= Texte à lire =
────────

Il faudra des millions d’euros pour sortir les poules de leurs cages

La dure vie des poules pondeuses en cage conduit certains consommateursà changer leur comportement d’achat en se tournant vers le bio et les élevages en semi liberté. De son côté, la grande distribution fait pression sur la filière pour qu’elle se convertisse de manière accélérée vers d’autres formes de production. Cette dernière y est favorable tout en mettant en avant le coût économique de cette conversion avec la construction de nouveaux bâtiments complétés par des parcours attenants. Ce qui se traduira par une augmentation du prix de revient de l’œuf que les grandes enseignes n’ont pas envie de payer.

────────

= Données fournies =
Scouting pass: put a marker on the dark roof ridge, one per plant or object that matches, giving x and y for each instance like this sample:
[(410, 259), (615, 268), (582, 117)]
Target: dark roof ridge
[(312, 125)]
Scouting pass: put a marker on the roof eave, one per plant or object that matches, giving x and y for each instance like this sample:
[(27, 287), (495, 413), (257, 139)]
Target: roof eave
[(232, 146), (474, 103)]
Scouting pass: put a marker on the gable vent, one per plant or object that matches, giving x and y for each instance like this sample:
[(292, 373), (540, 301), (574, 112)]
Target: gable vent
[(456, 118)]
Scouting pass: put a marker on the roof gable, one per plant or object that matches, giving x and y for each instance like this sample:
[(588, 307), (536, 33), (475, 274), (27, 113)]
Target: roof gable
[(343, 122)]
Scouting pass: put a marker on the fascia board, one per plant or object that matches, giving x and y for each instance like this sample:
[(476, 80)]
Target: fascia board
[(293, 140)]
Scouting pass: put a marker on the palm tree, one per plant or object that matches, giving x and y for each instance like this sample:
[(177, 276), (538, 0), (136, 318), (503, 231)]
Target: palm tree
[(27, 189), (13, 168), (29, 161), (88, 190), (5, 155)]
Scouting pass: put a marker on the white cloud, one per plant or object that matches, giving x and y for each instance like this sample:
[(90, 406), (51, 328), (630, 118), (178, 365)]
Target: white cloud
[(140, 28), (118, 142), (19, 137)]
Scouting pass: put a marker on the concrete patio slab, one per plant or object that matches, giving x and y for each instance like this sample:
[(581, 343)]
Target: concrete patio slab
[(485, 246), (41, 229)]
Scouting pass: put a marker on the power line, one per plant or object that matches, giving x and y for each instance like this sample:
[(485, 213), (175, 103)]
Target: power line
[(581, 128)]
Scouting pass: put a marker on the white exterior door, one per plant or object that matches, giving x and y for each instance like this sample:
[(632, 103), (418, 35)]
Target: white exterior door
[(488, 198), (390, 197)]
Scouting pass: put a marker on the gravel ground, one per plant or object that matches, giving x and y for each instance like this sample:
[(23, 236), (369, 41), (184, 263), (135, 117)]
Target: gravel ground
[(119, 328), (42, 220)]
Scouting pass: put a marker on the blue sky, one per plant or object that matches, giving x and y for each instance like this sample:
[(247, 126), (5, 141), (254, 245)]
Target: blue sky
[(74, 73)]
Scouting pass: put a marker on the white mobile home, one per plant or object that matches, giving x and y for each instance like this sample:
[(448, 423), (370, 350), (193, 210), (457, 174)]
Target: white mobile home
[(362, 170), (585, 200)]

────────

= Tâches et exercices =
(a) Reprenez en liste plus courte le paragraphe du texte sur les poules en cage qui commence par « La dure vie des poules pondeuses », sans perdre ses faits principaux.
(b) Écrivez la suite du texte sur les poules en cage, en partant de sa dernière phrase.

= Réponses par tâche =
(a)
- Face à la dure vie des poules en cage, certains consommateurs achètent maintenant des œufs bio ou de poules élevées en semi-liberté.
- La grande distribution pousse la filière à passer vite à d'autres façons de produire.
- La filière est pour, mais elle rappelle que ce changement coûte cher, car il faut construire de nouveaux bâtiments avec des parcours à côté.
- L'œuf coûtera donc plus cher à produire, et les grandes enseignes ne veulent pas payer cette hausse.

(b)
Selon l’interprofession des œufs, qui tenait hier une conférence de presse, l’œuf de poule est consommé régulièrement par 96% des Français qui en mangent en moyenne 218 par an. Cela fait plus d’un œuf tous les deux jours, mais une bonne partie de cette consommation n’est pas visible par le consommateur lui-même. Car il mange aussi des pâtisseries et d’autres mets culinaires contenant des œufs, sans oublier la mayonnaise. Ainsi 14,3 milliards d’œufs sont vendus chaque année sur le marché français quand on ajoute aux achats des ménages, ceux des professionnels de la restauration et de l’industrie agroalimentaire. 72% des Français estiment que les œufs sont indispensables à l’alimentation humaine. 93% ajoutent qu’il s’agit d’un produit naturel et 84% disent qu’ils en cuisinent au moins une fois par semaine. Mais on sait aussi que les informations diffusées sur le vécu quotidien des poules pondeuses en cage ne donnent pas une très bonne image de la filière. A l’affut de tout ce qui peut améliorer leur image sans que cela leur coûte un centime d’euro, les enseignes de la grande distribution se saisissent des attentes de consommateurs pour pousser les éleveurs à en finir avec les cages. C’est pour cela que l’Interprofession tente d’obtenir l’accord de l’aval pour la soutenir dans une conversion progressive qui ferait une place plus grande et plus visible au bien-être animal. Une telle conversion ne peut se faire rapidement car elle nécessite des investissements conséquents dans de nouveaux bâtiments.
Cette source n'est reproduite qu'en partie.